--- PROBLEM TO WORK ON ---
Print the entries in full, word for word, but not the pictures.

---------- SUPPLIED ENTRIES ----------

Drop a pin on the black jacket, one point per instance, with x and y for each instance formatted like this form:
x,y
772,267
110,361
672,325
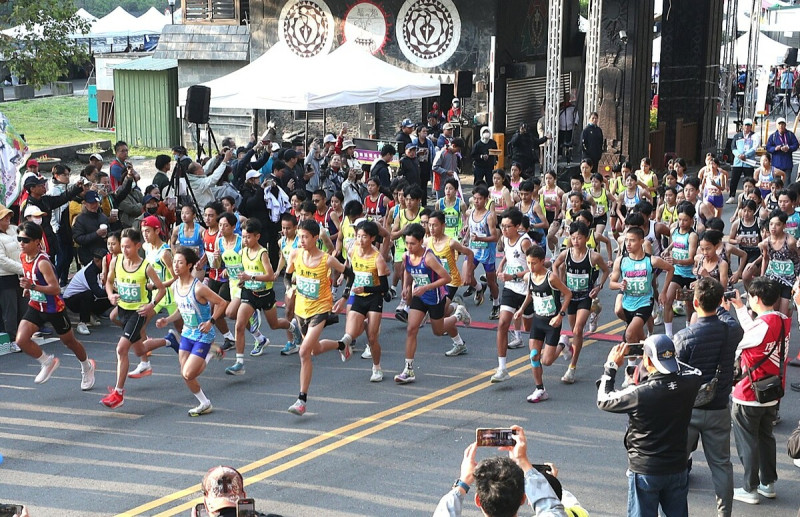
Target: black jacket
x,y
659,409
708,343
84,232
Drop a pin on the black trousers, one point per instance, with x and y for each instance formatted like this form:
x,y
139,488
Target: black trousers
x,y
85,305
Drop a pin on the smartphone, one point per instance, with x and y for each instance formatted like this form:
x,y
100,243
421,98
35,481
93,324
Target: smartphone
x,y
246,508
494,437
635,350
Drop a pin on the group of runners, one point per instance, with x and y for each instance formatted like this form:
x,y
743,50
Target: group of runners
x,y
535,248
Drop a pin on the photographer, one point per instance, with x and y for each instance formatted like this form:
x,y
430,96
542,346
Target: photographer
x,y
502,485
659,409
762,355
710,345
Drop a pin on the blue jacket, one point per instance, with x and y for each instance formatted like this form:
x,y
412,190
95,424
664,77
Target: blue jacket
x,y
782,159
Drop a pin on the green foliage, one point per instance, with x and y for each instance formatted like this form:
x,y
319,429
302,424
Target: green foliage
x,y
45,53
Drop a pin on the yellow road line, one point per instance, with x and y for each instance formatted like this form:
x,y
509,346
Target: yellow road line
x,y
344,430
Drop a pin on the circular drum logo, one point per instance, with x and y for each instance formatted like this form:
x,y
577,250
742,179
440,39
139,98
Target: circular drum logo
x,y
306,26
428,31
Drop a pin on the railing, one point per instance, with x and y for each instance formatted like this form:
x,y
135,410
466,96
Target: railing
x,y
221,12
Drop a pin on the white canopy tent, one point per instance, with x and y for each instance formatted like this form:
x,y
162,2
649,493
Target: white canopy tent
x,y
254,87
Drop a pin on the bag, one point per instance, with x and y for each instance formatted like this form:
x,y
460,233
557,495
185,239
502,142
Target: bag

----------

--- TASK RESPONSE ---
Drop a pin on the black jacket, one point per instance, with x and y for each instance formatted like this form:
x,y
772,267
110,361
672,325
Target: black jacket
x,y
659,409
708,343
84,232
Drop a pin on the black trousers, one point per instance, with x and y for each instance formatted like this form:
x,y
139,488
Target: black trousers
x,y
85,305
Drop a pin on the smartphone, one point per instance, with x and y for each instance formatted like this form:
x,y
100,243
421,98
35,481
93,324
Target: smartphone
x,y
246,508
494,437
635,350
Drop a pin on the group of runners, one point per instance, with x and y for each instance formatted like this form:
x,y
743,50
Target: group of runners
x,y
535,248
Drop a pin on the photographer, one point per instance, with x and y for each instance formatted like this form:
x,y
430,96
542,346
Target: photographer
x,y
502,485
659,409
762,355
710,345
Drop a pin on the blue jacket, one point per instance, with x and y for each instance formatted like this form:
x,y
412,190
95,424
664,77
Target: blue jacket
x,y
782,159
Drop a pin on the green foliage, one point per instance, with x and y for each instance formatted like this form:
x,y
319,429
302,424
Target: green foliage
x,y
45,53
Drop a pin on the yellow road line, one point per instance, with x and y for each instance formatted like this form:
x,y
509,346
Target: yellow road line
x,y
344,430
Drop a pin on the circular drum logo, one point per instance, with x and y for each instance formatted like this form:
x,y
577,250
742,179
440,39
139,98
Target: circular drum logo
x,y
306,26
428,31
Drop a pin on the railing, one point per instance, with x and y for each instance formatted like this form:
x,y
135,410
466,96
Target: railing
x,y
221,12
Drop a pin on the white canopy tent, one point per instance, with x and y for each instance formatted like this form:
x,y
162,2
649,493
Target: white canopy tent
x,y
254,87
Drop a pin on the bag, one point per instance, with x and y for each instance formatted like this form:
x,y
460,233
557,495
185,239
502,142
Target: bag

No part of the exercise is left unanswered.